(Stored items from a collection)
++++
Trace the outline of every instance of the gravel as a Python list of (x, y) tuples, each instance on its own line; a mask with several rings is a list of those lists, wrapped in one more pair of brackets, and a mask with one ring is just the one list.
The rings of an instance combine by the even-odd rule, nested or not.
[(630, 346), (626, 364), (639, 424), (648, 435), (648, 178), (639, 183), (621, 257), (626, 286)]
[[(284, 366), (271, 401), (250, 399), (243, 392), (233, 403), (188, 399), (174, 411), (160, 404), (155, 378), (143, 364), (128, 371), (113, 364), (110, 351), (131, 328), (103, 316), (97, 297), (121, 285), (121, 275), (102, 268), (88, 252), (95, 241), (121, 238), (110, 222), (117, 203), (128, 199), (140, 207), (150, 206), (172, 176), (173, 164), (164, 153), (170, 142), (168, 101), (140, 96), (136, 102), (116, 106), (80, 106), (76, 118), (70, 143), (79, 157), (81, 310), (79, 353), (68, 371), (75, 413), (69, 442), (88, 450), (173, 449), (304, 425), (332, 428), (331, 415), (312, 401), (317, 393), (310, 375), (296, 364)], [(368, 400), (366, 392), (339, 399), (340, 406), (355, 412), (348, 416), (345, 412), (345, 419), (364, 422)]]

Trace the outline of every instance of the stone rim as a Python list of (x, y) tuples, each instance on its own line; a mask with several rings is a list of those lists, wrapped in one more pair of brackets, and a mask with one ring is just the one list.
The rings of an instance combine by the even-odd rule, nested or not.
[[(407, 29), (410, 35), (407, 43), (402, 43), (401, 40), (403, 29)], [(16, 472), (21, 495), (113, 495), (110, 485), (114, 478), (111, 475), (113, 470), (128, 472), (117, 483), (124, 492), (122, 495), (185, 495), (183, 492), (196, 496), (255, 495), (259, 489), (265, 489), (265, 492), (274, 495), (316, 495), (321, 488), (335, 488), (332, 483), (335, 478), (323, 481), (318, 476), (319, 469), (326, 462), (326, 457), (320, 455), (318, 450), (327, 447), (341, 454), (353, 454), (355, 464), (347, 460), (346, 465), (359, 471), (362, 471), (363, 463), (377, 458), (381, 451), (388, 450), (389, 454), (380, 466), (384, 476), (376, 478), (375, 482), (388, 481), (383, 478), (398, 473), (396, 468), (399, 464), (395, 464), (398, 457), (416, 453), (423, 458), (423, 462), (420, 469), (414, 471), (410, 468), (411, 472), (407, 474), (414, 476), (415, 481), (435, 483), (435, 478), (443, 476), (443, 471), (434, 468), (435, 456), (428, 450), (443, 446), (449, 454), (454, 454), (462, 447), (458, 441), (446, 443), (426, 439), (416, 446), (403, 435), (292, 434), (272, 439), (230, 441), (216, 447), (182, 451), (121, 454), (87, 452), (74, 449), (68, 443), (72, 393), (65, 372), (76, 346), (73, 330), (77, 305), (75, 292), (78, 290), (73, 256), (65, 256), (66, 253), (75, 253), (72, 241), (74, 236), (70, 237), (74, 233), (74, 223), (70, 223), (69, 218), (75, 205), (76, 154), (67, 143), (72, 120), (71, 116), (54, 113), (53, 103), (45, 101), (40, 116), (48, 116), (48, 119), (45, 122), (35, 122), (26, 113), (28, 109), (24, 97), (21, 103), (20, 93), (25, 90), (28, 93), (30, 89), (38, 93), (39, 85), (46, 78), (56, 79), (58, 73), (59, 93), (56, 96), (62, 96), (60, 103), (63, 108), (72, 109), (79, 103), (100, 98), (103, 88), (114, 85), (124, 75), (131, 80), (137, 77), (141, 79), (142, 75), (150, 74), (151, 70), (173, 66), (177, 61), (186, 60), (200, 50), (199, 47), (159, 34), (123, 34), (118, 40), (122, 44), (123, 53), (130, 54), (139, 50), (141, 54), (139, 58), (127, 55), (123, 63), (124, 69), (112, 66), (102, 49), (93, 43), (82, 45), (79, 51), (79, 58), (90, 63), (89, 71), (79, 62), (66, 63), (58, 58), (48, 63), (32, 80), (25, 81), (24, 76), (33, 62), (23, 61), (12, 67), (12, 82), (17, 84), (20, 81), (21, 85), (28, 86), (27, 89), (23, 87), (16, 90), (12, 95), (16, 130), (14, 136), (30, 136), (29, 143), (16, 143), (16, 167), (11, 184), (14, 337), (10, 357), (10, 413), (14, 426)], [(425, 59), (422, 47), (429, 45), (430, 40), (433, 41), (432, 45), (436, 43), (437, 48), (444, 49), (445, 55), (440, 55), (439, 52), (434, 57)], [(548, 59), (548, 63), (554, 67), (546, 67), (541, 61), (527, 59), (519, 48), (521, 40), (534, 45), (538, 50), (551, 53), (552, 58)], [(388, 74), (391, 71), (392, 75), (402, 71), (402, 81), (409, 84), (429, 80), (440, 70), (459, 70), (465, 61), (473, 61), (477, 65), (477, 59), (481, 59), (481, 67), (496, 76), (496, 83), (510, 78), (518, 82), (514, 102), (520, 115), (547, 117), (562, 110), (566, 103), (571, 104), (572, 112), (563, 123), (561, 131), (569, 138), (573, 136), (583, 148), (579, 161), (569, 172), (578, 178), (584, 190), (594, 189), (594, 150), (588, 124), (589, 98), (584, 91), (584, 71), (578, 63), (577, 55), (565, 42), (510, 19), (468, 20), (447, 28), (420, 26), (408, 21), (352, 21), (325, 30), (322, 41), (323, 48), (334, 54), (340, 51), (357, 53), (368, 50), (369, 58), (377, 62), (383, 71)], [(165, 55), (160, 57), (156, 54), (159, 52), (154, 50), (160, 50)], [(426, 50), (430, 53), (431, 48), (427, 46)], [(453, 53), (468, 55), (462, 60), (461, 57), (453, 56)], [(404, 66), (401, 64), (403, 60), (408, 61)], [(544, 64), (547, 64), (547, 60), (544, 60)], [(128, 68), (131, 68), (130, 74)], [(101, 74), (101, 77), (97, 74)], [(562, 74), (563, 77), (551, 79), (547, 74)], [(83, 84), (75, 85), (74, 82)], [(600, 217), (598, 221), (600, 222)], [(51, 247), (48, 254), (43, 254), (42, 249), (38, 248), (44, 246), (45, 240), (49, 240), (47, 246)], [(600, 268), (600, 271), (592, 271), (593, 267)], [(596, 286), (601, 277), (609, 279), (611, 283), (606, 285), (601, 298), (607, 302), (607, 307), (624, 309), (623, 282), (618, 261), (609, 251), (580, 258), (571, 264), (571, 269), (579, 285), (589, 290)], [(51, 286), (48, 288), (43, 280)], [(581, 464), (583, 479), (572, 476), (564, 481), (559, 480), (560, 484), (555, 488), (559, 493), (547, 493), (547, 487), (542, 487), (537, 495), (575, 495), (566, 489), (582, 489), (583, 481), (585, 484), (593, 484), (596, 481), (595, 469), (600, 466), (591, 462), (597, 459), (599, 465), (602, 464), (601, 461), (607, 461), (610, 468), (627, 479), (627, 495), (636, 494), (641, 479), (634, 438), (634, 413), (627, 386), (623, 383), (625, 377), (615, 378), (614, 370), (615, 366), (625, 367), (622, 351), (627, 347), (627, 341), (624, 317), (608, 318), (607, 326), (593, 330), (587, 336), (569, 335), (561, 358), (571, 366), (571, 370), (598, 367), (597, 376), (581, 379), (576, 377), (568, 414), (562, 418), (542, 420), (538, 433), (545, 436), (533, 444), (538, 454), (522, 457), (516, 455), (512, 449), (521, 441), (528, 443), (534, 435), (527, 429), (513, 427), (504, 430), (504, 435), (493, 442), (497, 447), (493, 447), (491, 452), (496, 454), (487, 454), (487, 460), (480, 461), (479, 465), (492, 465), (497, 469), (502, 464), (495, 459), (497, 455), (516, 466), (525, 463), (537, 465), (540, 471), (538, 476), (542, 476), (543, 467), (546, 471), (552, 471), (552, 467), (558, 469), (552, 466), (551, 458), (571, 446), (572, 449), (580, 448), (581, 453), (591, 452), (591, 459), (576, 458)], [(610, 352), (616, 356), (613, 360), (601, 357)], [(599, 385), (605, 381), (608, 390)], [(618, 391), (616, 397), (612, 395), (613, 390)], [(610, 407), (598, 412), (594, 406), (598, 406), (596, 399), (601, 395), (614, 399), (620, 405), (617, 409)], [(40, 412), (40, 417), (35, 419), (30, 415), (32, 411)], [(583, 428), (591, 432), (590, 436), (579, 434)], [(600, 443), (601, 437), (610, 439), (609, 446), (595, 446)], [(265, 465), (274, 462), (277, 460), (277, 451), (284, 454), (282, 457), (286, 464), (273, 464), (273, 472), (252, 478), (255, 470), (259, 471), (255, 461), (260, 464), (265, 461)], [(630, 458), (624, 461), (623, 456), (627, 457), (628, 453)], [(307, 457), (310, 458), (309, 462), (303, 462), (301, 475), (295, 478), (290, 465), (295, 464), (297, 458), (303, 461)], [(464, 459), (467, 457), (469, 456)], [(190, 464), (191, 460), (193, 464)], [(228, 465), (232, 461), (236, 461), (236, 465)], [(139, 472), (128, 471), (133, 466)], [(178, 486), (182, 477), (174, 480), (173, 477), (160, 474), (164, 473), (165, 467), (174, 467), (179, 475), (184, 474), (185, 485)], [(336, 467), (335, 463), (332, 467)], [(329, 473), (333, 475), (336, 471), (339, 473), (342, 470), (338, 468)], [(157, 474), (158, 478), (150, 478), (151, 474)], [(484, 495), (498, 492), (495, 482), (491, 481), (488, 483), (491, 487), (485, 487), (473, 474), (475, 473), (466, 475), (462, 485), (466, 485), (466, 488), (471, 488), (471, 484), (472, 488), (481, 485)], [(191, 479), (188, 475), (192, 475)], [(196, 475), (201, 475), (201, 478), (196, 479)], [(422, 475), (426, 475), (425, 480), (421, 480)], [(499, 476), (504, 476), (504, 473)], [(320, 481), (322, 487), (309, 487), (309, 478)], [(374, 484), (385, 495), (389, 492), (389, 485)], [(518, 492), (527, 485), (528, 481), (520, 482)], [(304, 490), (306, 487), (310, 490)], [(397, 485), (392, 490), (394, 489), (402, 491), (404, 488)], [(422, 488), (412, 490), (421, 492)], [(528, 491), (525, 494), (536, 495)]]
++++
About this exercise » Please restate the records word for word. Go from the first line to the line with "Trace the outline of every instance of the stone" and include both.

Your solution »
Trace the outline of every instance of the gravel as a Python list of (x, y) tuples, each instance on its own line; a mask with several rings is a list of those lists, wrapped in one more pair of brackets, and a mask with one ring is just the one list.
The rings of an instance combine by the even-odd rule, nested or not.
[(630, 346), (626, 364), (639, 424), (648, 435), (648, 178), (639, 183), (621, 257), (626, 286)]
[[(284, 366), (271, 401), (250, 399), (243, 392), (233, 403), (188, 399), (174, 411), (160, 404), (155, 378), (143, 364), (128, 371), (113, 364), (110, 351), (131, 328), (103, 316), (97, 297), (121, 285), (121, 275), (102, 268), (88, 252), (95, 241), (121, 238), (110, 222), (117, 203), (128, 199), (140, 207), (150, 206), (172, 176), (173, 164), (164, 153), (170, 142), (168, 101), (140, 96), (136, 102), (116, 106), (80, 106), (76, 118), (70, 143), (79, 157), (81, 310), (79, 353), (68, 371), (75, 413), (69, 442), (88, 450), (173, 449), (304, 425), (332, 428), (331, 415), (312, 401), (317, 393), (310, 375), (296, 364)], [(368, 400), (366, 392), (339, 399), (340, 406), (355, 412), (348, 416), (345, 412), (345, 419), (364, 422)]]

Trace the outline of every instance of the stone rim as a Python list of (x, y) tuples, each instance on its own line; a mask with several rings is a list of those lists, wrapped in one more pair of brackets, and a mask with one ring is just the one list.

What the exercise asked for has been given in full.